(Information provided begins)

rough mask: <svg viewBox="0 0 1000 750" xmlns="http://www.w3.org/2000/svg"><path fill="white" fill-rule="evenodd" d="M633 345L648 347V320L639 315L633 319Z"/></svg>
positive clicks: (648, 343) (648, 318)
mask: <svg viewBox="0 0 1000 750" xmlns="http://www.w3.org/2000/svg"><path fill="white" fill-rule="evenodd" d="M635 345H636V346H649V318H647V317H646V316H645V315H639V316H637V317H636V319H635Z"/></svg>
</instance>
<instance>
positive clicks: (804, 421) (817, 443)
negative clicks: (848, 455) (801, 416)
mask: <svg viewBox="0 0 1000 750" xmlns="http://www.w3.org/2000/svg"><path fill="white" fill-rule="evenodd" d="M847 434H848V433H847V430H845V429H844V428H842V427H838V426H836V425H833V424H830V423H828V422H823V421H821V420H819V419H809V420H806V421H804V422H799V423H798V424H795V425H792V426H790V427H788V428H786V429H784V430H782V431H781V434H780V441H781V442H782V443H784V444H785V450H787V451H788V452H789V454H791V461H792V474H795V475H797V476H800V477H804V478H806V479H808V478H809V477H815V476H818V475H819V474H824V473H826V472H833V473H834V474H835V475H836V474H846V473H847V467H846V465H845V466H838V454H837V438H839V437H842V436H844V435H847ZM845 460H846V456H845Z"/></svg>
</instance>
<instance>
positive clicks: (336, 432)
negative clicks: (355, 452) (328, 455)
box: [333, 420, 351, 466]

(Information provided ends)

» Exercise details: The response has to match the records above word for word.

» Your response:
rough mask: <svg viewBox="0 0 1000 750" xmlns="http://www.w3.org/2000/svg"><path fill="white" fill-rule="evenodd" d="M633 345L648 347V320L639 315L633 319Z"/></svg>
positive clicks: (648, 343) (648, 318)
mask: <svg viewBox="0 0 1000 750" xmlns="http://www.w3.org/2000/svg"><path fill="white" fill-rule="evenodd" d="M635 345H636V346H649V318H647V317H646V316H645V315H639V316H637V317H636V319H635Z"/></svg>
</instance>
<instance>
positive clicks: (804, 421) (817, 443)
negative clicks: (848, 455) (801, 416)
mask: <svg viewBox="0 0 1000 750" xmlns="http://www.w3.org/2000/svg"><path fill="white" fill-rule="evenodd" d="M847 434H848V433H847V430H845V429H844V428H842V427H838V426H836V425H833V424H830V423H828V422H823V421H821V420H819V419H809V420H806V421H804V422H799V423H798V424H795V425H792V426H790V427H788V428H786V429H784V430H782V431H781V434H780V441H781V442H782V443H784V444H785V450H787V451H788V452H789V454H791V461H792V474H795V475H797V476H800V477H804V478H806V479H808V478H809V477H815V476H818V475H819V474H824V473H826V472H833V473H834V474H835V475H836V474H846V473H847V467H846V465H845V466H838V454H837V438H839V437H842V436H844V435H847ZM845 460H846V456H845Z"/></svg>
</instance>
<instance>
positive clicks: (336, 432)
negative clicks: (355, 452) (328, 455)
box: [333, 420, 351, 466]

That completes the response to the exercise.